=== WHAT IS NEEDED ===
From the entries below, return exactly the lines beginning at the one that contains "260L375 266L387 264L401" and ending at the one that contains "positive clicks: (349, 12) (636, 21)", both of them included, and only those lines.

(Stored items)
-- -- --

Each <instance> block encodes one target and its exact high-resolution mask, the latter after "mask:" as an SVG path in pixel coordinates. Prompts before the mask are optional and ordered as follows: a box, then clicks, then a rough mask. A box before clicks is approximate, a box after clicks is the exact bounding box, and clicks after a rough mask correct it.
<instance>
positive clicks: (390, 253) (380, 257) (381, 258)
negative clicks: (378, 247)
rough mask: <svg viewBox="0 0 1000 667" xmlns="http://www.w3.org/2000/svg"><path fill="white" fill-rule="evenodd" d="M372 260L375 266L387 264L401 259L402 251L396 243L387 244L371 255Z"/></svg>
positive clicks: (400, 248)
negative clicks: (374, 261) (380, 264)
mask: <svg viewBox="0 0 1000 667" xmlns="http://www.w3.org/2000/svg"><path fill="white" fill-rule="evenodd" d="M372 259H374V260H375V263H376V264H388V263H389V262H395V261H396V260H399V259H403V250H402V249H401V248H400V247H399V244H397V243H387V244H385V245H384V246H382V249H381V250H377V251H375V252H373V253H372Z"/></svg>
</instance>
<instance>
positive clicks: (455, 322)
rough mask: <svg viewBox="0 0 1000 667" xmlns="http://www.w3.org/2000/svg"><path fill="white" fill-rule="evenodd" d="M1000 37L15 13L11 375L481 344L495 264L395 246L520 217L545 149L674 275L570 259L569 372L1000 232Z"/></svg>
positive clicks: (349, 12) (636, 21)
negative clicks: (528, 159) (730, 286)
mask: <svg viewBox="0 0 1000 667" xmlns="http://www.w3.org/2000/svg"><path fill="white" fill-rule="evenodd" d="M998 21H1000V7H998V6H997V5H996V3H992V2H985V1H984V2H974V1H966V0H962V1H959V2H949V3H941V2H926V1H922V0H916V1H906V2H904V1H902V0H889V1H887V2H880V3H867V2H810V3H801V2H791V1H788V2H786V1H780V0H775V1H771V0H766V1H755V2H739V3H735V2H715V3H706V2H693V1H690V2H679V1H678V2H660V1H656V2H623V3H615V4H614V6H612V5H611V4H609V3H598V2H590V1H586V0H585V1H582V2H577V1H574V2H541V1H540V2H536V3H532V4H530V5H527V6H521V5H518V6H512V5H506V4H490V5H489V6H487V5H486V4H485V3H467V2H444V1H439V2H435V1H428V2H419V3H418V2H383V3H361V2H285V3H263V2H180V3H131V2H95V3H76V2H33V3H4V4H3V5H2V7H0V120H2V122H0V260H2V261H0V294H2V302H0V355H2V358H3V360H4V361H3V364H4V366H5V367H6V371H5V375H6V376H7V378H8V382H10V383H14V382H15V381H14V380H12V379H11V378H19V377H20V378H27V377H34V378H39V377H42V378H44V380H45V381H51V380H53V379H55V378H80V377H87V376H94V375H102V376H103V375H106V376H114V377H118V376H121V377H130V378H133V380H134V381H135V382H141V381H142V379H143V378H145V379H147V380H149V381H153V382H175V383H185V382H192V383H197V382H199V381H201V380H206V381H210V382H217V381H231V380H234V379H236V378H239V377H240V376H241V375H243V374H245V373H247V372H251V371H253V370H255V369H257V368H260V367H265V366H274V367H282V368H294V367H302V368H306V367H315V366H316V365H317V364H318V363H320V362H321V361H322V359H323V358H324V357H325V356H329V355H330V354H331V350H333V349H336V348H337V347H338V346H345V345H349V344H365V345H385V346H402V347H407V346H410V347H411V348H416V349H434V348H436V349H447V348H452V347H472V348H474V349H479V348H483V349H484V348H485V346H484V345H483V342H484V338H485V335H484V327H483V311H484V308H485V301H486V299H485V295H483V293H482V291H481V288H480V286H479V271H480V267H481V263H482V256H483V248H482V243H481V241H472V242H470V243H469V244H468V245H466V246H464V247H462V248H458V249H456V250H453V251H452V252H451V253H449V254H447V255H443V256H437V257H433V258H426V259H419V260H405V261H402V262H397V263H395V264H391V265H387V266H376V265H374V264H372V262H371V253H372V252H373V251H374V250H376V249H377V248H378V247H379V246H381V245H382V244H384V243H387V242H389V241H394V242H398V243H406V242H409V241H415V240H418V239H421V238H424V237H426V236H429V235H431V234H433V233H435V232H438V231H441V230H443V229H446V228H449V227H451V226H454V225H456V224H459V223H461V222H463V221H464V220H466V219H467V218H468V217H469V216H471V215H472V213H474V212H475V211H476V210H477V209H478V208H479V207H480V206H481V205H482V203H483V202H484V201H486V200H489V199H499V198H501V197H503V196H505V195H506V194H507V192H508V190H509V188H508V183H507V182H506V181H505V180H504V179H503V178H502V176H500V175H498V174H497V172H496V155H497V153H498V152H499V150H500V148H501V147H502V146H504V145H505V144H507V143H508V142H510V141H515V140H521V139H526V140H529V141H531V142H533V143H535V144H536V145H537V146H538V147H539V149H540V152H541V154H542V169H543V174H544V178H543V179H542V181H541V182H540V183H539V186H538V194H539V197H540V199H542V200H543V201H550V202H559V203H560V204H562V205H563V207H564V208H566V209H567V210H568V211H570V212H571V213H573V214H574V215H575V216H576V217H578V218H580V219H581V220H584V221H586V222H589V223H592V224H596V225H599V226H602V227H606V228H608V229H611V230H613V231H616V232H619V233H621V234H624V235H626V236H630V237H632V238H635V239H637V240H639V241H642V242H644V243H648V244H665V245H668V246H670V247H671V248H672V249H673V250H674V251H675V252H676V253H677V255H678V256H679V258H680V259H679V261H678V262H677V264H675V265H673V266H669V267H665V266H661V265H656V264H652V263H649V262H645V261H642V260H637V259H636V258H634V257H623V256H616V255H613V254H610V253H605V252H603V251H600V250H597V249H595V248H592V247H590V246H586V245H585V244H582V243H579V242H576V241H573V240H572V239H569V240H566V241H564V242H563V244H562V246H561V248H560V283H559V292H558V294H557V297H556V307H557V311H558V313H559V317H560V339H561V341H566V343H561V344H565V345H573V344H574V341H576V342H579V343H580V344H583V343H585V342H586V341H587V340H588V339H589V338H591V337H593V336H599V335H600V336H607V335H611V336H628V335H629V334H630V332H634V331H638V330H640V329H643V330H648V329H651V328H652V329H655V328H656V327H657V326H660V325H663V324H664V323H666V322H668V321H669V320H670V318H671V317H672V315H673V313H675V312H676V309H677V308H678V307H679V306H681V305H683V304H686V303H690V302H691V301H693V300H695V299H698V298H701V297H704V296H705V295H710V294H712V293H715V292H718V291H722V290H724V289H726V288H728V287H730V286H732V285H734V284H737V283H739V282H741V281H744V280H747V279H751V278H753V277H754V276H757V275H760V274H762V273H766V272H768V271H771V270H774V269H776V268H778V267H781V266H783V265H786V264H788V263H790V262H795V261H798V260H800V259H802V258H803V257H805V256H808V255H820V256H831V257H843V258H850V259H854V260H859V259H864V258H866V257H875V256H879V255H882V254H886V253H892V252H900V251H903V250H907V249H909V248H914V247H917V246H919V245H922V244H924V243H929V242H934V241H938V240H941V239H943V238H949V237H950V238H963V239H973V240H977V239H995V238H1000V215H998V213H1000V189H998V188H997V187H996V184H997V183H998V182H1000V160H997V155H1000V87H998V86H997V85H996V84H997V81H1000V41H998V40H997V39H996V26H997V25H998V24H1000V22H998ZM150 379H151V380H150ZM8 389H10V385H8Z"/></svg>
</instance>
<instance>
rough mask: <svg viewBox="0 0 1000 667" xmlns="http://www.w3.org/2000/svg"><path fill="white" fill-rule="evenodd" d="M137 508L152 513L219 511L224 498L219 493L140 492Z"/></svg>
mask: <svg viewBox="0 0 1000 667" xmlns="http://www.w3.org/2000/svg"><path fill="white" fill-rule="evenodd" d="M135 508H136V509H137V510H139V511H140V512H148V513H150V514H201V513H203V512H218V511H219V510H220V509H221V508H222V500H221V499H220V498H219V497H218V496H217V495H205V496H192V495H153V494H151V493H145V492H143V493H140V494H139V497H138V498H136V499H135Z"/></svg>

-- -- --

=== RESULT ===
rough mask: <svg viewBox="0 0 1000 667" xmlns="http://www.w3.org/2000/svg"><path fill="white" fill-rule="evenodd" d="M372 260L375 266L387 264L401 259L402 251L396 243L387 244L371 255Z"/></svg>
positive clicks: (400, 248)
negative clicks: (374, 261) (380, 264)
mask: <svg viewBox="0 0 1000 667" xmlns="http://www.w3.org/2000/svg"><path fill="white" fill-rule="evenodd" d="M372 259H374V260H375V263H376V264H388V263H389V262H395V261H396V260H399V259H403V250H402V249H401V248H400V247H399V244H397V243H387V244H385V245H384V246H382V249H381V250H377V251H375V252H373V253H372Z"/></svg>
</instance>
<instance>
positive clicks: (455, 322)
rough mask: <svg viewBox="0 0 1000 667" xmlns="http://www.w3.org/2000/svg"><path fill="white" fill-rule="evenodd" d="M1000 37L15 13L11 375L481 344L495 264L395 246L520 217L545 149L674 275L570 259L569 372L1000 232Z"/></svg>
positive clicks: (349, 12) (636, 21)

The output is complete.